Direction: Scale the part of the data that opens with the line containing "Identify a point for each instance of the plaid" and closes at the end of the data, both ends included, and write out only those lines, request line unchanged. Multiply every coordinate in the answers by 1.1 and round each result to a whole number, rounding halves up.

[Begin Raw data]

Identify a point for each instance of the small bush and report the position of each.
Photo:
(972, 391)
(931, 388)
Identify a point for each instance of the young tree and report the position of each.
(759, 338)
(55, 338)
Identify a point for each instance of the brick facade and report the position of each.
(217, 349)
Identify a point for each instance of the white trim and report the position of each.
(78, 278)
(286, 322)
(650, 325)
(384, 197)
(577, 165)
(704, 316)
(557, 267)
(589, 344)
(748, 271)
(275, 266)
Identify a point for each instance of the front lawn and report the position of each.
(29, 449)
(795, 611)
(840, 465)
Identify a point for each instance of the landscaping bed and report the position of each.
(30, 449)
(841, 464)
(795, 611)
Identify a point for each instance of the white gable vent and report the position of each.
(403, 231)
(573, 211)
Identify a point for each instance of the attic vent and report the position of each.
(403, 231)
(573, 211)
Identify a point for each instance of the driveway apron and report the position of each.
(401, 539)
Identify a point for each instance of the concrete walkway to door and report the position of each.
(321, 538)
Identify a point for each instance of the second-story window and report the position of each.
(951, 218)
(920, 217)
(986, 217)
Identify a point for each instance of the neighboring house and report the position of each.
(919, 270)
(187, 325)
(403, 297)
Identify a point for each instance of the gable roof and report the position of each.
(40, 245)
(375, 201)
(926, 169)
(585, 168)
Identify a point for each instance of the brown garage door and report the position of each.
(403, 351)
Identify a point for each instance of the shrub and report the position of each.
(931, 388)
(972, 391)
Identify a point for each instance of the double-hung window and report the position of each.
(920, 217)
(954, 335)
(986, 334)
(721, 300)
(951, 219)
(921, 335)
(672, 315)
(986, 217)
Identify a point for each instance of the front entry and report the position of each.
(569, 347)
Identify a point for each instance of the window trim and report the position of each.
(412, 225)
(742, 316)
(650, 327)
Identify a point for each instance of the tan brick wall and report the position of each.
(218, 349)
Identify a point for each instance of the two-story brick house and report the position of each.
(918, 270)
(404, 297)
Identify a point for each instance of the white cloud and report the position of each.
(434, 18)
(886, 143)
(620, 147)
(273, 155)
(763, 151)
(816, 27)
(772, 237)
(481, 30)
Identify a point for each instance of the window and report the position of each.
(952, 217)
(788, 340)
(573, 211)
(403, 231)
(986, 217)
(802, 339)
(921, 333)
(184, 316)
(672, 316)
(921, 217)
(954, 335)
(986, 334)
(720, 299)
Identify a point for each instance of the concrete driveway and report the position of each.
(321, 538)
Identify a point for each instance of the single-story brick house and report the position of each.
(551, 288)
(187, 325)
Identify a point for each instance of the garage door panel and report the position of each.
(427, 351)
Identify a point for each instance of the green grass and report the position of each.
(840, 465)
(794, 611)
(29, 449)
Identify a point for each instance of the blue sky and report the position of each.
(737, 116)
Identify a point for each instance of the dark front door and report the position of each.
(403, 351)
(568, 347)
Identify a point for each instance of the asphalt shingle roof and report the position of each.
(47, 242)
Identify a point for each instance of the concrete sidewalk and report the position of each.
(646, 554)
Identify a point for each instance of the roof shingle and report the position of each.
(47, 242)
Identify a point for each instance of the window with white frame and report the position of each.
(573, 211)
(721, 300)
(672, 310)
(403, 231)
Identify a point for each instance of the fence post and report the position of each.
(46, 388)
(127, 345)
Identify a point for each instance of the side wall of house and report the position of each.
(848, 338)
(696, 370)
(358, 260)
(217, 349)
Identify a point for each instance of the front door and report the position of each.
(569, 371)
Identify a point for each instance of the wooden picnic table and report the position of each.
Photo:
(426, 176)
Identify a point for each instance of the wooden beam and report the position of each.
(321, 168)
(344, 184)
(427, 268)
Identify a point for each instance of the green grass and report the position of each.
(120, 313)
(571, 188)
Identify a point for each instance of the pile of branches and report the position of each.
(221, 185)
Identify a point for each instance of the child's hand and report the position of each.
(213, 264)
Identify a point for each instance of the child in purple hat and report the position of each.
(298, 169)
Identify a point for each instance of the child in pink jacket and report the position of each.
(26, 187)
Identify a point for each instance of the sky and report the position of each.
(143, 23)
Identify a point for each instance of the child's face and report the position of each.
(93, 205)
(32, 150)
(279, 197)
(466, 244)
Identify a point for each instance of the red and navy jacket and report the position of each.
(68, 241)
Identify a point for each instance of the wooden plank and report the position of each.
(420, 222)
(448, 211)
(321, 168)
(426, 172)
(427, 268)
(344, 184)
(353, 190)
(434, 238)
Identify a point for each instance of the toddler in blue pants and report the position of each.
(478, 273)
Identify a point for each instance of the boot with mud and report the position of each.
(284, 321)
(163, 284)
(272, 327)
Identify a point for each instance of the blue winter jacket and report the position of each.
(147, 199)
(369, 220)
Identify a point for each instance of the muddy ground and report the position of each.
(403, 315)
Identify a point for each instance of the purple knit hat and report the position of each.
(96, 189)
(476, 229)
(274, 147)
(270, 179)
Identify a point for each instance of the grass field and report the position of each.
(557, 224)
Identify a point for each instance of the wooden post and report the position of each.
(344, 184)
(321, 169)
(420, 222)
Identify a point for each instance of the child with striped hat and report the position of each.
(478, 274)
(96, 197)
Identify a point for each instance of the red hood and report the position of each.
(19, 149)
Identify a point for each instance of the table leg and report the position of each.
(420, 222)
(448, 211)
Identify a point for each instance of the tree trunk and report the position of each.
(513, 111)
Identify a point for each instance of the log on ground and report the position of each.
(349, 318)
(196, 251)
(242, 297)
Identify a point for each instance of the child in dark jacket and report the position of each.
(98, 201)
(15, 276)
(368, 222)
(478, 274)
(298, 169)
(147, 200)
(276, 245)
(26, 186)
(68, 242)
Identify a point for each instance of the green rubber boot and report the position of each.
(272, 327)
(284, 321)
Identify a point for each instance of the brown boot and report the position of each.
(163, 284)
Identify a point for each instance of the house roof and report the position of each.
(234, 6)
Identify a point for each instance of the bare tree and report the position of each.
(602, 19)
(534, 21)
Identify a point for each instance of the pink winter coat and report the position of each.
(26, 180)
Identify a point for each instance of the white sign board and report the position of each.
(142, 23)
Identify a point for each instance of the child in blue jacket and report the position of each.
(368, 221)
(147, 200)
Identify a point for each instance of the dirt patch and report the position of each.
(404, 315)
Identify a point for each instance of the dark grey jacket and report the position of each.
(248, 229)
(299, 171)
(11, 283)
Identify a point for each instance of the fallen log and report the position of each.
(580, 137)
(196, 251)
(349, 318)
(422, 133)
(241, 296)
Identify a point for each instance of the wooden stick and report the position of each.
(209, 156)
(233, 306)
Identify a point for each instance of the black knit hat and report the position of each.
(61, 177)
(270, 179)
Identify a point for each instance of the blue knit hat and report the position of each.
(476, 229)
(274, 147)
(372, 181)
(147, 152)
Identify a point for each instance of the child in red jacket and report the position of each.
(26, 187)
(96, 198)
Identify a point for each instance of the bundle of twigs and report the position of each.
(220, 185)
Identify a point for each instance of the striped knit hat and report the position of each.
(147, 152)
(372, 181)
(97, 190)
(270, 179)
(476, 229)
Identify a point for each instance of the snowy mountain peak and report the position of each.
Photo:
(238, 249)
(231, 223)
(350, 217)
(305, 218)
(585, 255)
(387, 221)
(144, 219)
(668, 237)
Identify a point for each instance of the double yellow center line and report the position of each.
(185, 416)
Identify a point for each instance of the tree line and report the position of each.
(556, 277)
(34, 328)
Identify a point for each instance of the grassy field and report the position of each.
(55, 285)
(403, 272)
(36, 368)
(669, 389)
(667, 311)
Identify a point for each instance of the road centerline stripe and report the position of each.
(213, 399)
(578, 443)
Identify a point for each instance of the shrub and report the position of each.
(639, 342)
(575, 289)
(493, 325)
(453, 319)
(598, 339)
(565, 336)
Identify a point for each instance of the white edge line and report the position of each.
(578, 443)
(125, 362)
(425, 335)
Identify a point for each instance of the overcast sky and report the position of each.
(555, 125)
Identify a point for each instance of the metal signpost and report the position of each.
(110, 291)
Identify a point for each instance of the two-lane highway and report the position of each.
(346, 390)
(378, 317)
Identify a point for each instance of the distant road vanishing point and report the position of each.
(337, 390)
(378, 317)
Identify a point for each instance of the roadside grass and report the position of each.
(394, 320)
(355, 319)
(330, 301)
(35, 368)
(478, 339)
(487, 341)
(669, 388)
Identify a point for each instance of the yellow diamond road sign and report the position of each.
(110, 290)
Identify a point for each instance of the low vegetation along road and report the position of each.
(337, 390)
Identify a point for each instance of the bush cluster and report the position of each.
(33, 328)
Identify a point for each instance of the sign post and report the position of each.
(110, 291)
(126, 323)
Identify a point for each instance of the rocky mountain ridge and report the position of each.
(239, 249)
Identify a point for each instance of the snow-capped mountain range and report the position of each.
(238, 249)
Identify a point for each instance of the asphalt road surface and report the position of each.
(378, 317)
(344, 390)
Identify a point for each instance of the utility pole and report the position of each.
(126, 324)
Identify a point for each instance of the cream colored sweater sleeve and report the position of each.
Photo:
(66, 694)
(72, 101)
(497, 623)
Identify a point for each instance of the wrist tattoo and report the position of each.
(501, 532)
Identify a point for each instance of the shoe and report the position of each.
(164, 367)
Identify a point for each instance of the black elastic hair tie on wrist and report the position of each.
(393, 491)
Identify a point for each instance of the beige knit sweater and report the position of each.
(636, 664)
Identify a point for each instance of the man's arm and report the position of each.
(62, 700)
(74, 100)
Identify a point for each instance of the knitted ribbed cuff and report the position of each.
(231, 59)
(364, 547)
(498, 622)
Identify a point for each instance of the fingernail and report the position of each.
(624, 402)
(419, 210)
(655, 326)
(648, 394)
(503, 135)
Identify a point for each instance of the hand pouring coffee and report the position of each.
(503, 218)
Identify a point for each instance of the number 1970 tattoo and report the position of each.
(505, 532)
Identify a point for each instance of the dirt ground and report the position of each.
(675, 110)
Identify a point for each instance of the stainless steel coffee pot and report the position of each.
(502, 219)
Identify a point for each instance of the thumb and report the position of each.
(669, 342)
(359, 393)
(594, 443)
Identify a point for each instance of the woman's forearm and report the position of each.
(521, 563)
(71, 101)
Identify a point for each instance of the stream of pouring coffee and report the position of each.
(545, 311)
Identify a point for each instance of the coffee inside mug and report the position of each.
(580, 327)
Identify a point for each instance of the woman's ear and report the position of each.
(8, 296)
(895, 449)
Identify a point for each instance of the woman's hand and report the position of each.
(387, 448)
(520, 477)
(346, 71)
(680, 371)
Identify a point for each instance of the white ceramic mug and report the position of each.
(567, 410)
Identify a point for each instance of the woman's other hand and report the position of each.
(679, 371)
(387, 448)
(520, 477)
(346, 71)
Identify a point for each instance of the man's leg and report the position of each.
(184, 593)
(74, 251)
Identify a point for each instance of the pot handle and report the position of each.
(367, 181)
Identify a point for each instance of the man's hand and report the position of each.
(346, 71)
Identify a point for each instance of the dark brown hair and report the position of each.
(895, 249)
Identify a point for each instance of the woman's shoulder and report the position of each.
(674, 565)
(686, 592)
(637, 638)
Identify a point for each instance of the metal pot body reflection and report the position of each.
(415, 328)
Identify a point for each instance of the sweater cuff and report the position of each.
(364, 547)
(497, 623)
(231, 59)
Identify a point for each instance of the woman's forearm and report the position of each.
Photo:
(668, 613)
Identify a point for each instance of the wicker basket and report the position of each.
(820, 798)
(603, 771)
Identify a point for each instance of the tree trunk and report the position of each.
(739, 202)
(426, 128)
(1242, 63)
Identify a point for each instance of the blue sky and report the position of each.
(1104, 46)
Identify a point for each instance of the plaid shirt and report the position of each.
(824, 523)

[End Raw data]

Response to the exercise:
Identify a point for each instance of the plaid shirt and report the position of each.
(906, 575)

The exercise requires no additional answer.